» **Image point grounding data**
Start of Block
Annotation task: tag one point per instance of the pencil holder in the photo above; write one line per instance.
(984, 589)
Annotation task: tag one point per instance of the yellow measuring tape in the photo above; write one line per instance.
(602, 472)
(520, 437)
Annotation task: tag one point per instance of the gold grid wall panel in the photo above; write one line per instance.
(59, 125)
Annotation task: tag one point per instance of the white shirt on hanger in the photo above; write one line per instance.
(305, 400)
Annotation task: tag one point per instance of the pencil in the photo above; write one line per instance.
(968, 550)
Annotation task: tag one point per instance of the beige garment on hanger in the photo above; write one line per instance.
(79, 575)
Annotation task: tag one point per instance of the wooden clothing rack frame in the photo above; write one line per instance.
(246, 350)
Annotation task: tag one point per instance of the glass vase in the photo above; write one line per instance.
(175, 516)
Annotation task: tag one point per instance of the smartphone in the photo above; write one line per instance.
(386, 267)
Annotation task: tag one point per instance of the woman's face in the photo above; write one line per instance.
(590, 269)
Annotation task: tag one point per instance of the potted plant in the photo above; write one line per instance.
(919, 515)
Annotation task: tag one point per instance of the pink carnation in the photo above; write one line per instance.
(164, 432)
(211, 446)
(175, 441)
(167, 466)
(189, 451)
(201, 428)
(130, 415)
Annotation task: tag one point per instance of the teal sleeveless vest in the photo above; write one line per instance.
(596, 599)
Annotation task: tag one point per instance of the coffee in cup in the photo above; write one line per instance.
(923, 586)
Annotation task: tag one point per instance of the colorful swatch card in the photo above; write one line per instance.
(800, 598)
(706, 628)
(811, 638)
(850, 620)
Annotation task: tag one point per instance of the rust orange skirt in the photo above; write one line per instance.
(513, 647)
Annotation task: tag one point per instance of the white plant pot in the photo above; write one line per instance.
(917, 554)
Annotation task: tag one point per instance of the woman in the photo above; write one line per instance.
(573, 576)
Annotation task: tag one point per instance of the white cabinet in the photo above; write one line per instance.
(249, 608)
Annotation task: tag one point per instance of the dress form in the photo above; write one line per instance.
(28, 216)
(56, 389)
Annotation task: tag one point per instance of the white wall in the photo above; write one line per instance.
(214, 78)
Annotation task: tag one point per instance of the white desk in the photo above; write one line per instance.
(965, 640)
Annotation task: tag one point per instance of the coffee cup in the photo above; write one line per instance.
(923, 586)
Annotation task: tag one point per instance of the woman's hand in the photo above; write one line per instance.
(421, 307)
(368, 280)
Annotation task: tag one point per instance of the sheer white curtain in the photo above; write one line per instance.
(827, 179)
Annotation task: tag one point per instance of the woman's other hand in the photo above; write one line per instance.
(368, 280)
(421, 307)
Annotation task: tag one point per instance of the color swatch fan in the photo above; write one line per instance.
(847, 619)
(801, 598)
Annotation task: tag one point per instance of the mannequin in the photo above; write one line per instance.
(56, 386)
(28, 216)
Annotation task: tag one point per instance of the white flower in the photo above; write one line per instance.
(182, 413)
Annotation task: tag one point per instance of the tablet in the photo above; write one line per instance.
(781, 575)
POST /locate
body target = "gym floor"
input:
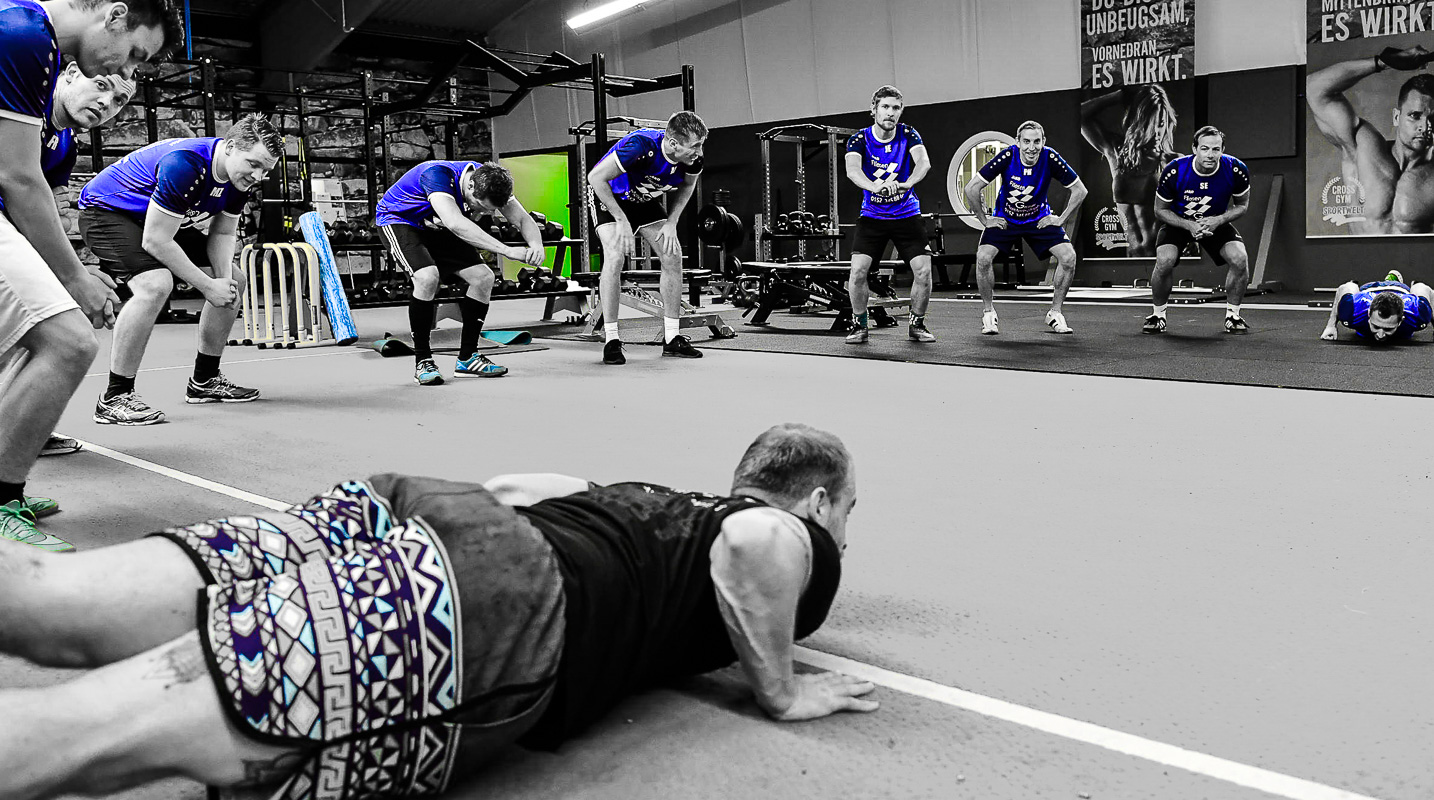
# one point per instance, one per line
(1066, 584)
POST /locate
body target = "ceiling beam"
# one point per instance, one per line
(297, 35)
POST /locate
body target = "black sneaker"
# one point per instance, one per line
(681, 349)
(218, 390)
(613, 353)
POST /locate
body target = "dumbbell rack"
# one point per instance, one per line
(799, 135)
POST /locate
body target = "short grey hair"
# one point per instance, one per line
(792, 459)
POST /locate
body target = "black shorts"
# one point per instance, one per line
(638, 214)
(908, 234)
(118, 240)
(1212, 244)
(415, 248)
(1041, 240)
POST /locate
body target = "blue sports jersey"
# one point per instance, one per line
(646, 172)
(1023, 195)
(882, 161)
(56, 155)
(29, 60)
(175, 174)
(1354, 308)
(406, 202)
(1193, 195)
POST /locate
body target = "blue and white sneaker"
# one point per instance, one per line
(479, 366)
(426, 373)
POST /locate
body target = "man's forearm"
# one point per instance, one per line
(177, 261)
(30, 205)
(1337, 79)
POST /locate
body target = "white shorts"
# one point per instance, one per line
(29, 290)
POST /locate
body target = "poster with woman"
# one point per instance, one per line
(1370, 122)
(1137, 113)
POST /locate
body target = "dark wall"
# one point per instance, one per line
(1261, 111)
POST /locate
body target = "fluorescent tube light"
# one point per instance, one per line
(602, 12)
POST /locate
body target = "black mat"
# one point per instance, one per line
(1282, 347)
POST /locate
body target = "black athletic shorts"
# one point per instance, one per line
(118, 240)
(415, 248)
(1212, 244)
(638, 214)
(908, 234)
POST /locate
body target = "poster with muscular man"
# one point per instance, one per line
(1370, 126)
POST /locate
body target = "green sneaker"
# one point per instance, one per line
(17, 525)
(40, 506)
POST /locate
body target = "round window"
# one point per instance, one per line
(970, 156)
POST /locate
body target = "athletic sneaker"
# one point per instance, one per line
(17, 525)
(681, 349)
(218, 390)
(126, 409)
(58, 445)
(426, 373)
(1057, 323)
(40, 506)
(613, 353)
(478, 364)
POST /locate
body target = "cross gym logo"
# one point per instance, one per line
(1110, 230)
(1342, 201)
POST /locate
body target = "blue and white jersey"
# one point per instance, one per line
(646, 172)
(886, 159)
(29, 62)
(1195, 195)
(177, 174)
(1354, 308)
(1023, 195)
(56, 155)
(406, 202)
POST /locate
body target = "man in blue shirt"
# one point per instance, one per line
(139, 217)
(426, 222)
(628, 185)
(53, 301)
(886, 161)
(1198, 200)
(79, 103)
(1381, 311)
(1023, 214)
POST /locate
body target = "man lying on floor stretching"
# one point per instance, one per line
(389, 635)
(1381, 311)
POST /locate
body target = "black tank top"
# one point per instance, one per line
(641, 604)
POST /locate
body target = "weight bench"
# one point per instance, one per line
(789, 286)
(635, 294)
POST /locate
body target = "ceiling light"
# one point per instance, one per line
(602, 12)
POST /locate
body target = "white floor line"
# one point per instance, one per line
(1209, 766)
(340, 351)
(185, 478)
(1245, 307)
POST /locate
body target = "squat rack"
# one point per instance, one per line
End of Block
» **What you have to do**
Search the records above for the string "blue". Copy every line that contains it.

» **Response box**
body target = "blue sports jersey"
body target = "blue and white sneaker"
body target = "blue and white jersey"
body target = "man in blue shirt"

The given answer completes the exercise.